1.4 Building a Competitor Model: Glicko Scores

In the last post, we reviewed setting win-loss odds and betting prices for trading card games. In that last segment, we were given the players’ win probabilities.

In this post, we’ll take an important step (but not the last one) in generating those player win probabilities.

We’ll use a ratings system, called Glicko/Glicko2, to rate each player in a game. These ratings give a value to each player’s skill, and can be used to compare one against another to generate win/loss probabilities between them.

Glicko/Glicko2 Ratings System

Competitive games like chess have long used the Elo rating system, developed by Arpad Elo, to rate the skill level of players.

The Elo system assigns a numerical value to each player at the start of their careers. For Elo, new players start off with a rating of 1000. Each time a player wins or loses against another player, the winning player’s Elo rating increases while the losing player’s Elo rating decreases. This allows changes over time in a player’s skill level to be tracked.

The scale of the Elo rating system is logarithmic, meaning that a player with a rating of 1600 isn’t 60% better than a player with a rating of 1000, but rather, ninety eight times better. This logarithmic scale also has the advantage that if a weaker player beats a stronger player, the weaker player’s rating rises faster than beating a player of similar skill while if a stronger player beats a weaker player, the stronger player’s rating rises slower than beating a player of similar skill.

Mark Glickman, Fellow of the American Statistical Association and Senior Lecturer on Statistics at the Harvard University Department of Statistics (among other accolades), invented a new spin on the traditional Elo system called Glicko (and later, Glicko2).

These systems make several improvements on the Elo methodology that are key for trading card games:

Glicko/Glicko2 incorporates a rating “deviation” (σ). Player deviations begin at 350 and change based on how often a player plays. This helps us measure our certainty about how accurate a player’s rating is as well as allows for a sort of “rust” factor to occur, whereby players who don’t play for a long time have their deviations drift back to that of a new player (at the σ=350 level).
With the deviations in mind, ratings are typified as credible intervals. For instance, a player with a rating of 1750 and σ=150 has a credible rating of ~1600 to 1900. The more the player plays, the more the deviation shrinks and the narrower and narrower the credible interval becomes (and thus, the greater and greater our certainty about that rating).
The deviations are not just window dressing: they are an integral part of predicting the win/loss probabilities between two competitors. A player with a lower σ is predicted to win more reliably than one with a higher σ, all else being equal.
Glicko uses a constant variable (“c” or the “c-value”) which limits how much a player’s rating can change due to the outcome of a single match; this limits wild fluctuations due to upset wins or losses, as well as sets how quickly (or slowly) a player without play has his or her deviation drift back down to its initial level (350).
Glicko2 takes a “volatility” variable (τ) into account. This variable rates how much luck is a factor in the game at hand, and helps regulate probabilities between players with different levels of volatility. Similar to σ, one competitor with a high τ, but similar skill, with be predicted to perform worse against another player with lower τ, all else being equal. Luck is accounted for.

### Records provided
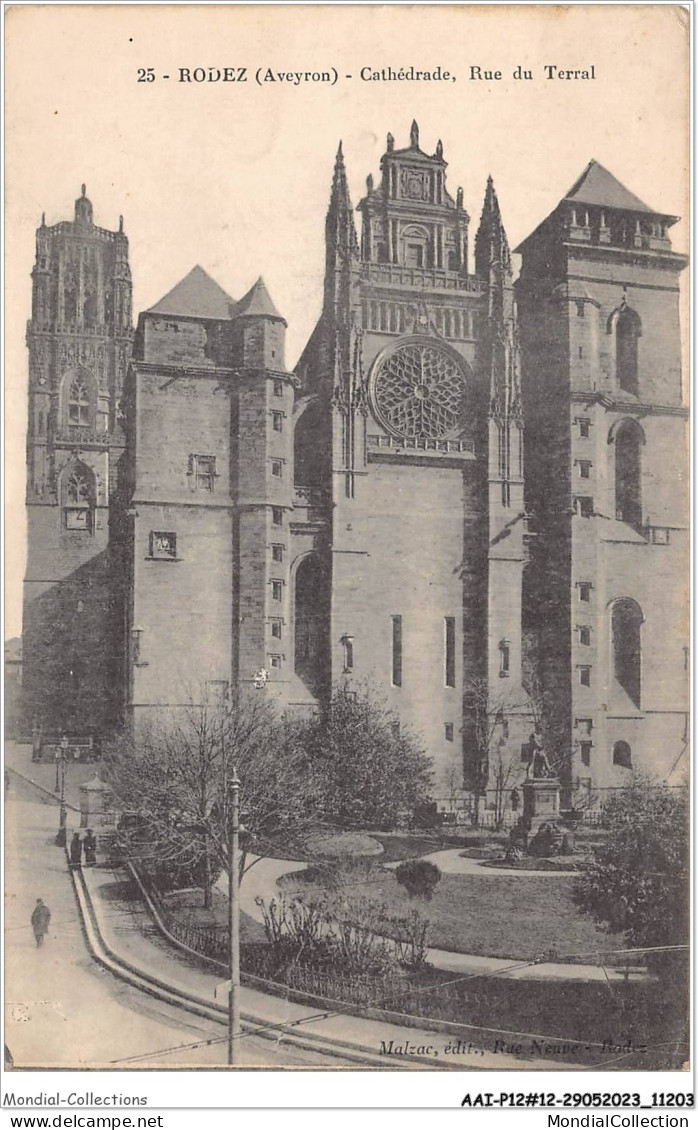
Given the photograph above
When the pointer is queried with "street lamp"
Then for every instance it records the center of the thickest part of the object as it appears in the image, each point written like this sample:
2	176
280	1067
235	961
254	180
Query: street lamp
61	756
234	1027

* * *

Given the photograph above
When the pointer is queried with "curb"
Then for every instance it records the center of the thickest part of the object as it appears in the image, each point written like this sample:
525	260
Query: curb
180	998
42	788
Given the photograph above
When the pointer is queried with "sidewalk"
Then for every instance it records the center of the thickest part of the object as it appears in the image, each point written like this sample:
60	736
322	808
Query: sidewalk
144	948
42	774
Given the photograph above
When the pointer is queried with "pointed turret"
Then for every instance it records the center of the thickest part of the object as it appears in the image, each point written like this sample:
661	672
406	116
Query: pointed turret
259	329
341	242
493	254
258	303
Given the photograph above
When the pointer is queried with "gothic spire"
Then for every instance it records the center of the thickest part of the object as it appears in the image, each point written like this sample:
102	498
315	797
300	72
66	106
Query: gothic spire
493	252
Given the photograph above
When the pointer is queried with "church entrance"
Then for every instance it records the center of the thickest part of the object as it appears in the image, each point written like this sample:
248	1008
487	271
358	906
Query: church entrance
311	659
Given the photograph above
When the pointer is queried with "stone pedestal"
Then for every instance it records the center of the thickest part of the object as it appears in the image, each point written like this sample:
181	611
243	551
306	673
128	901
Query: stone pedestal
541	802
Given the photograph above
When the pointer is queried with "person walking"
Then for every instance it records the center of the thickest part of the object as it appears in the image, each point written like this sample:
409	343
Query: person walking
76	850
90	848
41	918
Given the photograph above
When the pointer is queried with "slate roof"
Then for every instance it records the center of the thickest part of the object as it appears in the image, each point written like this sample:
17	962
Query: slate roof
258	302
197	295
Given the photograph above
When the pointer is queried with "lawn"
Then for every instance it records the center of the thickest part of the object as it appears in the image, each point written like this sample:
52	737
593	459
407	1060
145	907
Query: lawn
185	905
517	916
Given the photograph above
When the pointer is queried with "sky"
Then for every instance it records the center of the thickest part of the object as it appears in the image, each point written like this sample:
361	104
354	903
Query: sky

### Work instructions
Continue the post on Glicko and Glicko2 player ratings, starting right after its final sentence.

### Exercise response
For these reasons, we’ll use the Glicko2 system for rating competitors.

You can find an excellent paper on the Glicko System by Mark Glickman here, as well as his follow-up for Glicko2, here.

To apply the Glicko2 system, we’ll generate some synthetic (made up) player match data and use the PlayerRatings package in R, which incorporates the Glicko2 system in its functions.

Synthetic Tournament Data

A .csv file was set up to represent a tournament season.

The file has four fields:

Period (numbered 1 through 12)
Player (numbered 1 through 500).
Opponent (numbered 1 through 500).
Result (0, 0.5, or 1).

Each “Period” represents a single month during the tournament season (Period 1 = January, Period 2 = February, etc.). We assume that the tournament season runs from January to December of a single year.

Players and Opponents are numbered from 1 to 500. Each of these is a unique competitor. For each matchup in the following steps, the Player/Opponent represents the two competitors involved in each match.

The Result records a loss (0), a draw (0.5), or a win (1). These Results apply to the Player vs. the given Opponent. In the first match in the file, we see the following:

This means that in Period 1, Player 121 played Player 444 and Player 121 lost (thus, Player 444 won).

Each Period records 1000 matches between randomly selected Players and Opponents with random Results.

Thus, the .csv file records 12,000 randomly generated matches. All of this was done with Microsoft Excel.

The file can be found here.

Using R to Generate Glicko Ratings

Using the R programming language via R Studio, the following steps were performed:

Load the PlayerRatings package.
Load tournament data .csv.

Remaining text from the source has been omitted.